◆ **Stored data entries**
Start of Block

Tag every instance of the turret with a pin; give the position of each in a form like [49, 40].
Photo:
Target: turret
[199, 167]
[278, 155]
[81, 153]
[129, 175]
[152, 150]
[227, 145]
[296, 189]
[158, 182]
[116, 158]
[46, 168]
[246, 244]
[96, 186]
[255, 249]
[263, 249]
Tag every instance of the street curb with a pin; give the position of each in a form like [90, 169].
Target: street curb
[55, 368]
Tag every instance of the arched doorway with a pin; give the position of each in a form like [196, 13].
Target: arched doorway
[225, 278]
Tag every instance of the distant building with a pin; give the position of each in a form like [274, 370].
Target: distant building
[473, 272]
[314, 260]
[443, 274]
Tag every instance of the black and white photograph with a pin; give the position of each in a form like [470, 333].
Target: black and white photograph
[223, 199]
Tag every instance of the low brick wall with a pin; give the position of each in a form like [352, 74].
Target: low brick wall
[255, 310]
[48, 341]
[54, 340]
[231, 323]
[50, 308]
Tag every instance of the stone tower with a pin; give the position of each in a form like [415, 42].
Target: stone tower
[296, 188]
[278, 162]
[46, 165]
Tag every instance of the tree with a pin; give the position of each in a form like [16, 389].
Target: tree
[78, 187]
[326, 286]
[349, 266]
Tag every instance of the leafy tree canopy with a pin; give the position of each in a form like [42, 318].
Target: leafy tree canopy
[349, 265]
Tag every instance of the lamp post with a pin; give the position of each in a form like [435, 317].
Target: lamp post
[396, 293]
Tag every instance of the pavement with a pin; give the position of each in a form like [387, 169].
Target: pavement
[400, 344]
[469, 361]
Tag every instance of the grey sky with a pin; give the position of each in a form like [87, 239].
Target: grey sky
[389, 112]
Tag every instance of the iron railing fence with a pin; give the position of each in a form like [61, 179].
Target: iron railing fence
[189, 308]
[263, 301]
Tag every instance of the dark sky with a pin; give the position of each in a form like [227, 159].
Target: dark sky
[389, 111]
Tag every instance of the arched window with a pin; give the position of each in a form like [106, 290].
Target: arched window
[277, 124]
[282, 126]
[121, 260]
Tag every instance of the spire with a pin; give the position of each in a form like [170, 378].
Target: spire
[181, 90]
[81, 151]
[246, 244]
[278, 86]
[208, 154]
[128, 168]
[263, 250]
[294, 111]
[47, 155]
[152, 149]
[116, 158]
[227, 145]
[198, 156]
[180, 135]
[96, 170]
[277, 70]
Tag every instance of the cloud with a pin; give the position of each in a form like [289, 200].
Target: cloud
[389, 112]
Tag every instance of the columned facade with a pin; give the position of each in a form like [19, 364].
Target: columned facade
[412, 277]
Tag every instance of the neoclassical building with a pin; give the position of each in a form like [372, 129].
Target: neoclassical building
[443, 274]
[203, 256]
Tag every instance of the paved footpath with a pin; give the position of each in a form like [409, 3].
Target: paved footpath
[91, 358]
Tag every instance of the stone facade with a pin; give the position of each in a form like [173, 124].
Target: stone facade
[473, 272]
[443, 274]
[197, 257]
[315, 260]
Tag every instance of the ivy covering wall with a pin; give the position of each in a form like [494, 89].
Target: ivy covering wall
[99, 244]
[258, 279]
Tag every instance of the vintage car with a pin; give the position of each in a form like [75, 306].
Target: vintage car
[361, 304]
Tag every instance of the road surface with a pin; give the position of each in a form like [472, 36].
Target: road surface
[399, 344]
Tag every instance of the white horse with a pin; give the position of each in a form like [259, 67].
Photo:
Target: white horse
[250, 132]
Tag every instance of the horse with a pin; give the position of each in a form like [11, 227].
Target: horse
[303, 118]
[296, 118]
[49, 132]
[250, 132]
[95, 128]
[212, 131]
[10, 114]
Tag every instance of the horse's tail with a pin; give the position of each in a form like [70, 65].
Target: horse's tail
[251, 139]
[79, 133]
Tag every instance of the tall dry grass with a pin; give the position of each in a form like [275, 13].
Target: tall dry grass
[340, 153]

End of Block

Reproduce only those lines of the entries above that run from the line with "Tag every instance of the columned" to the final line.

Tag every instance of the columned facade with a pin; give the position of each in a form like [19, 364].
Target: columned facade
[412, 277]
Tag every instance of the neoclassical building with a pin; give the position of each in a form like [372, 129].
Target: neoclassical building
[443, 274]
[203, 256]
Tag every instance of the paved footpath with a pin; give the position of each in a form like [409, 3].
Target: paved footpath
[91, 358]
Tag every instance of the stone facade with a pin; give the position of each in a form like [173, 124].
Target: stone facade
[473, 272]
[443, 274]
[197, 257]
[315, 260]
Tag every instance of the ivy covering wall with a pin; give the position of each in a form like [494, 89].
Target: ivy covering wall
[99, 244]
[258, 279]
Tag every instance of the vintage car with a pin; give the position of each in a form like [75, 306].
Target: vintage car
[361, 304]
Tag every instance of the road surface with a pin; give the position of each in a form like [472, 36].
Target: road surface
[399, 344]
Tag every instance of the white horse with a pin; give the position of each in a form like [259, 67].
Photo:
Target: white horse
[250, 132]
Tag every instance of the horse with a pin; give the position of each in a form like [11, 227].
Target: horse
[303, 118]
[296, 118]
[49, 132]
[250, 132]
[95, 128]
[212, 131]
[10, 114]
Tag every instance of the horse's tail with a pin; give the position of each in a form like [70, 65].
Target: horse's tail
[251, 139]
[79, 133]
Tag every instance of the tall dry grass with a pin; give the position of each in a form like [275, 13].
Target: tall dry grass
[340, 153]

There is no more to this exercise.